DOCUMENT PASSAGE:

* Begin *

17  Plotting Two Datasets at Once

Author

Josh Gilbert and Luke Miratrix

It’s easy (though not always advisable) to plot two data sets at once with ggplot. First, we load tidyverse and our HSB data. We then create a school-level aggregate data set of just the mean SES values.

library(tidyverse)
library(haven)

# clear memory
rm(list = ls())

theme_set(theme_classic())

# load HSB data
hsb <- read_dta("data/hsb.dta") |> 
  select(mathach, ses, schoolid)

sch <- hsb |> 
  group_by(schoolid) |> 
  summarise(mean_ses = mean(ses),
            mean_mathach = mean(mathach))

Let’s say we wanted to plot both the individual students and the school means. This is easy enough to do separately:

ggplot(hsb, aes(x = ses, y = mathach)) +
  geom_point(alpha = 0.1)

ggplot(sch, aes(x = mean_ses, y = mean_mathach)) +
  geom_point()

We can superimpose both plots as follows. Essentially, the first argument in ggplot provides the data, and by default, this is passed to all subsequent layers of the plot. We can override this behavior by specifying a different data set (and aesthetic mappings, if desired) within an individual layer of ggplot, such as geom_point.

ggplot(hsb, aes(x = ses, y = mathach)) +
  geom_point(alpha = 0.1) +
  geom_point(data = sch, aes(x = mean_ses, y = mean_mathach), color = "red")

* End *

INFORMATION PROVIDED:
* Begin *

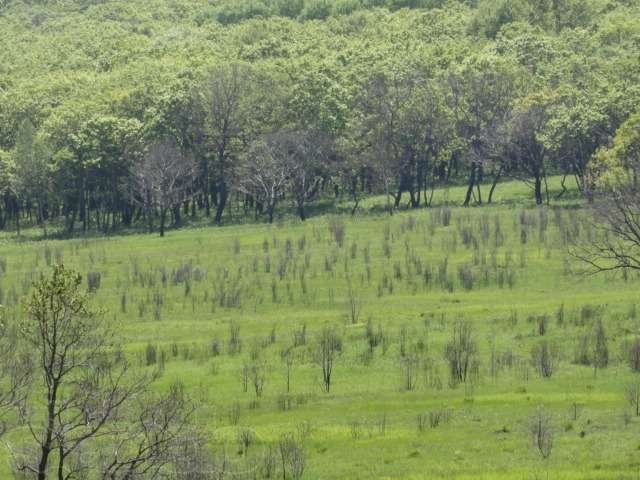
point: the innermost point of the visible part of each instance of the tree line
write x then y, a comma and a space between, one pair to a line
444, 97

* End *

WHAT IS BEING ASKED: In the tutorial on plotting two datasets at once, how can the default data passed from the first ggplot argument be overridden for one layer?

OUTPUT: By specifying a different data set, and aesthetic mappings if desired, within that individual layer, such as geom_point.